*** Opening of Extracted text ***
Coming from a musical family, Abaji took up the guitar at age 11, followed by other instruments: clarinet, drums, oud, bouzouki and flutes acquired on his travels around the world. He put these varied instruments to use in unconventional ways, developing a sound that fused his musical passions: Indian music, Oriental music, and blues. Today, he is something of a musical hoarder, estimating that he owns over 250 musical instruments.

In 1976, Abaji arrived in France just after the Lebanese Civil War began. He showed a passion for traditional Chinese medicine. At the Medical University in Paris, Abaji pursued his interest in traditional Chinese medicine. He subsequently became a therapist, practising Tai Chi in psychiatric hospitals for seven years.

But Abaji continued to pursue his love of music, releasing his first album, “Paris-Beyrouth” in 1996. The album included songs sung in French, Arabic and English.
*** Close of Extracted text ***
Activity list:
1. List every musical instrument named in the passage about Abaji above.
2. Carry on the passage about Abaji above, picking up after its final sentence.
*** Opening of Recorded information ***
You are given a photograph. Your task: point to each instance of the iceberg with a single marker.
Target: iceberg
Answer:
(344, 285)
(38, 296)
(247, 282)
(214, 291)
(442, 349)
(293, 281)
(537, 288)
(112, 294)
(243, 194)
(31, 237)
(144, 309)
*** Close of Recorded information ***
*** Opening of Recorded information ***
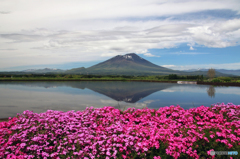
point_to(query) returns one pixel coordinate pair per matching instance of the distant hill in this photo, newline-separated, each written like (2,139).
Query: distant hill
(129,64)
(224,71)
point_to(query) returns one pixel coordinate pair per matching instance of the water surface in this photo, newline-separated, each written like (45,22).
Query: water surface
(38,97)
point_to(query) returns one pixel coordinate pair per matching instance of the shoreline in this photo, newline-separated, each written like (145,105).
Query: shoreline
*** Close of Recorded information ***
*** Opening of Recorded information ***
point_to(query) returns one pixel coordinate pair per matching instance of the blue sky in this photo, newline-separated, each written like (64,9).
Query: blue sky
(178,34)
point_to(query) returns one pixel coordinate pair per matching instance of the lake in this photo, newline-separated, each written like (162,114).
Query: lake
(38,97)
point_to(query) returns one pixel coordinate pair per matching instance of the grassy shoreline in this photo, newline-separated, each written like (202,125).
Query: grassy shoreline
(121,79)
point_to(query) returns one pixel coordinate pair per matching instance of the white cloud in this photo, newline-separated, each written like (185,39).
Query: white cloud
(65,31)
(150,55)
*** Close of Recorded information ***
Exercise answers:
1. guitar, clarinet, drums, oud, bouzouki, flutes

2.
The song “Gibran” from his 2000 album “Bedouin Blues” was discovered by the German world music label Network Medien, beginning Abaji’s collaboration with the label for the next five years, during which he released the albums “Oriental Voyage” (2003) and “Nomad Spirit” (2005), which featured Armenian duduk player Djivan Gasparyan, Indian percussionist Ramesh Shotham and Moroccan musician Majid Bekkas.

Abaji has travelled searching for new musical inspirations to visit with the Zulus of South Africa, the Gnawas of Morocco and the Kawwali of Pakistan.

In 2009, Abaji performed in his native Lebanon for the first time, after 33 years of exile. That same year, he released his latest album, “Origine Orients,” which features singing in the five languages of his family: French, Arabic, Greek, Turkish and Armenian.